* _Kutipan Teks_:
○ ○ ○ ○ ○

173. Kisah ini direkam berulang-ulang didalam al-Qur’an, menunjukkan betapa perhatiannya
al-Qur’an dalam hal ini, betapa pentingnya kisah ini sebgai peringatan bagi
yang beriman.
Meskipun dari
kalangan kecil muncul keraguan korelasi antara perilaku homoseksual kaum Nabi
Luth dengan turunnya azab, namun al-Qur’an tidak ada keraguan didalamnya, Tuhan
memberikan khususiyyah kepada Nabi Muhammad untuk merahmati semua ummat
berupa penundaan azab. Dahulu, kaum Yahudi yang melanggar sumpah janji untuk memuliakan hari Sabat dijatuhi hukuman pada saat itu
juga, dengan firman-Nya “Jadilah kalian kera yang hina”, lihat dalam
Q.S. al-Baqarah: 65. mereka benar-benar menjadi monyet yang hina.

○ ○ ○ ○ ○

Data tersimpan:
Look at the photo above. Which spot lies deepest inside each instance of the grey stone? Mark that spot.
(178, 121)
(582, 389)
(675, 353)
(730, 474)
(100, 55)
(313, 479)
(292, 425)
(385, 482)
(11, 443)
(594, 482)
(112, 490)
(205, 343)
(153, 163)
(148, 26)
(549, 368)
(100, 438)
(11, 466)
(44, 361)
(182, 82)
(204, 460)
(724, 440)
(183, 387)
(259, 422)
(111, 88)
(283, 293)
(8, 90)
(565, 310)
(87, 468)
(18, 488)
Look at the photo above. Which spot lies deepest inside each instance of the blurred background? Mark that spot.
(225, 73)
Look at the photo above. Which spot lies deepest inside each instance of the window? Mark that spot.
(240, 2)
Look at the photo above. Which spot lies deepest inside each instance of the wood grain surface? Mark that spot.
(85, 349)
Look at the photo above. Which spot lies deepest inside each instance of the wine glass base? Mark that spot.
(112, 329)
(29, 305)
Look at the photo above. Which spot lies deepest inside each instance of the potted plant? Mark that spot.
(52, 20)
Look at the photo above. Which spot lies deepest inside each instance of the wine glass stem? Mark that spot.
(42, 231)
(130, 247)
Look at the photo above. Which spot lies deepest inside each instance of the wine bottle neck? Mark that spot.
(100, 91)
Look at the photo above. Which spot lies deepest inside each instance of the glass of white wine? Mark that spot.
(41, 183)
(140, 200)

○ ○ ○ ○ ○

* _Latihan_:
Tentukan apakah setiap pernyataan berikut sesuai dengan kutipan tentang kisah kaum Nabi Luth. Jawab ya atau tidak, lalu sertakan kata-kata penentu dari kutipan tanpa diubah.
(a) Kisah ini direkam berulang-ulang di dalam al-Qur'an.
(b) Kaum Yahudi yang melanggar sumpah janji untuk memuliakan hari Sabat baru dihukum di kemudian hari.
(c) Khususiyyah yang diberikan kepada Nabi Muhammad untuk merahmati semua umat berupa percepatan azab.
Jadikan kutipan sebagai satu-satunya sumber.

* _Jawaban yang Diharapkan_:
(a) Ya: "Kisah ini direkam berulang-ulang didalam al-Qur’an"
(b) Tidak: "dijatuhi hukuman pada saat itu"
(c) Tidak: "berupa penundaan azab"